Exercise: Copy out all of the following material line for line, without changing a single character.
++++++
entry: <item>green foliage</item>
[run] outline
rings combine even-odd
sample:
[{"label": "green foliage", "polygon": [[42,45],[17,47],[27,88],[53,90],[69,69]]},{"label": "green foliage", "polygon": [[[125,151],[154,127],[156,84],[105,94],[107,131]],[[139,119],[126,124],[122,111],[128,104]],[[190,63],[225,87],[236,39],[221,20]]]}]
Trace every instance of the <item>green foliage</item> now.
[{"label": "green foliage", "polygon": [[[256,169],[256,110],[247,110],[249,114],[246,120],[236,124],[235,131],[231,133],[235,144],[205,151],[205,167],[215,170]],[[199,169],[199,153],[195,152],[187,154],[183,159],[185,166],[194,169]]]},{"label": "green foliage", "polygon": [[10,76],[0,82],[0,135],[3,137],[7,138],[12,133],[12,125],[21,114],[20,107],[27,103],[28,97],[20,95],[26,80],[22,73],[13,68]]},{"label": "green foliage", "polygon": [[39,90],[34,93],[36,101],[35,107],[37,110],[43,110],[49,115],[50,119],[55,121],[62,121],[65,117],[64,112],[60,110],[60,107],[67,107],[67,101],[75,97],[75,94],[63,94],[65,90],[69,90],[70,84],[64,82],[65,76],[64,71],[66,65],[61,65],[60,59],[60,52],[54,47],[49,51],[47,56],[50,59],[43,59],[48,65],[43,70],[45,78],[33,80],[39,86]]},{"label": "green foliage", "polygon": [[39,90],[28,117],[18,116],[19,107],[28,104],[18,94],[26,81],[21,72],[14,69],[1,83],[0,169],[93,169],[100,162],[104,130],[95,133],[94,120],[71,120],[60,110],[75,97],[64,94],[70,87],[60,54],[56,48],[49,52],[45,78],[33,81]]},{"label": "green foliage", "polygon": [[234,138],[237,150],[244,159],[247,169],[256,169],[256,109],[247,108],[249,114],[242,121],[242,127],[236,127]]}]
++++++
Finished task:
entry: <item>green foliage</item>
[run] outline
rings combine even-odd
sample:
[{"label": "green foliage", "polygon": [[42,45],[17,47],[27,88],[53,90],[69,69]]},{"label": "green foliage", "polygon": [[[125,151],[154,127],[156,84],[105,94],[107,131]],[[139,119],[126,124],[122,111],[128,104]],[[190,63],[225,87],[236,39],[221,20]]]}]
Trace every instance of the <item>green foliage</item> now.
[{"label": "green foliage", "polygon": [[[256,169],[256,110],[247,110],[249,114],[246,120],[236,124],[235,131],[231,133],[235,144],[205,151],[205,167],[215,170]],[[199,169],[199,153],[195,152],[187,154],[183,159],[185,166],[194,169]]]},{"label": "green foliage", "polygon": [[10,76],[0,82],[0,135],[3,137],[7,138],[12,133],[12,125],[21,114],[20,107],[27,103],[28,97],[20,95],[26,80],[22,73],[13,68]]},{"label": "green foliage", "polygon": [[39,90],[34,93],[36,101],[35,107],[37,110],[43,110],[49,115],[50,119],[55,121],[62,121],[65,117],[64,112],[60,110],[60,107],[67,107],[67,101],[75,97],[75,94],[63,94],[65,90],[69,90],[70,84],[64,82],[65,76],[64,71],[66,65],[61,65],[60,59],[60,52],[54,47],[49,51],[47,56],[50,59],[43,59],[48,65],[43,70],[45,78],[33,80],[39,86]]},{"label": "green foliage", "polygon": [[39,90],[28,117],[18,116],[19,107],[28,104],[18,94],[26,81],[21,72],[14,69],[1,83],[0,169],[93,169],[100,162],[104,130],[95,133],[94,120],[71,120],[60,110],[75,97],[64,94],[70,87],[60,54],[56,48],[49,52],[45,78],[33,81]]},{"label": "green foliage", "polygon": [[234,138],[237,150],[244,159],[247,169],[256,169],[256,109],[247,108],[249,114],[242,121],[242,127],[236,127]]}]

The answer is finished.